P: Embaixador Dário Castro Alves: o que o motivou
a realizar esse trabalho de tradução para o português da obra Eugênio
Onegin, de Pushkin?
R: Na minha formação pesa um certo substrato de cultura russa, que se
acentuou com minha permanência na Embaixada brasileira em Moscou, de
1962 a 1965. Era então minha mulher Dinah Silveira de Queiroz, escritora
profissional, que mantinha um amplo relacionamento com escritores e
artistas soviéticos de então. Ela achou que eu devia aprofundar minha
sensibilidade pela vida e literatura da Rússia, procurando conhecer
melhor as expressões literárias russas.
P: E porque Pushkin?
R: Porque notávamos que era um escritor clássico,
que todos, sem exceção, todos na Rússia veneram, conhecem e sabem algo
dele, exaltam sua personalidade. A presença de Pushkin na formação
cultural do povo russo é ainda maior que Shakespeare na Inglaterra, ou
que Camões em Portugal.
P: E porque Eugênio Onegin?
R: Essa é uma obra sem igual. Um personagem literário de fortíssima
presença, tanto no povo de sua época como na posteridade. Tem um lugar
cimeiro na minha cultura pessoal, é a obra mais conhecida de Pushkin e
ainda não havia recebido uma tradução em português, embora houvesse em
dezenas de outras línguas. Fixou-se em mim a idéia “pushkiniana” ainda
na década dos 60. Dinah insistia muito para que eu me convertesse num
escritor, ao que eu reagia dizendo ser, antes de tudo e sobretudo, um
funcionário diplomático. Quando Dinah, gravemente doente, se preparava
já para deixar esse mundo, comecei a aplicar suas idéias e seus
pensamentos, e comecei a me preparar para escrever. Minha segunda
mulher, Rina, foi também de imensa ajuda no meu esforço de me tornar um
homem de letras, um escritor.

→ Descrição da tarefa
Informe se cada afirmação a seguir concorda com o trecho selecionado, respondendo sim ou não e citando literalmente as palavras do trecho que decidem a questão: (a) o entrevistado trabalhou na Embaixada brasileira em Moscou de 1962 a 1965; (b) Eugênio Onegin já dispunha de uma tradução em português antes desse trabalho; (c) o entrevistado acolheu de imediato a insistência de Dinah para que se tornasse escritor.

→ Material de origem
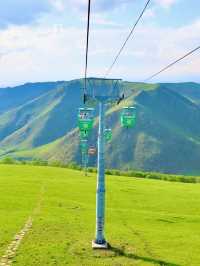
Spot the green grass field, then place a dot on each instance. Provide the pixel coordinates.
(148, 222)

→ Resposta do exercício
(a) Sim: "minha permanência na Embaixada brasileira em Moscou, de 1962 a 1965".
(b) Não: "ainda não havia recebido uma tradução em português".
(c) Não: "ao que eu reagia dizendo ser, antes de tudo e sobretudo, um funcionário diplomático".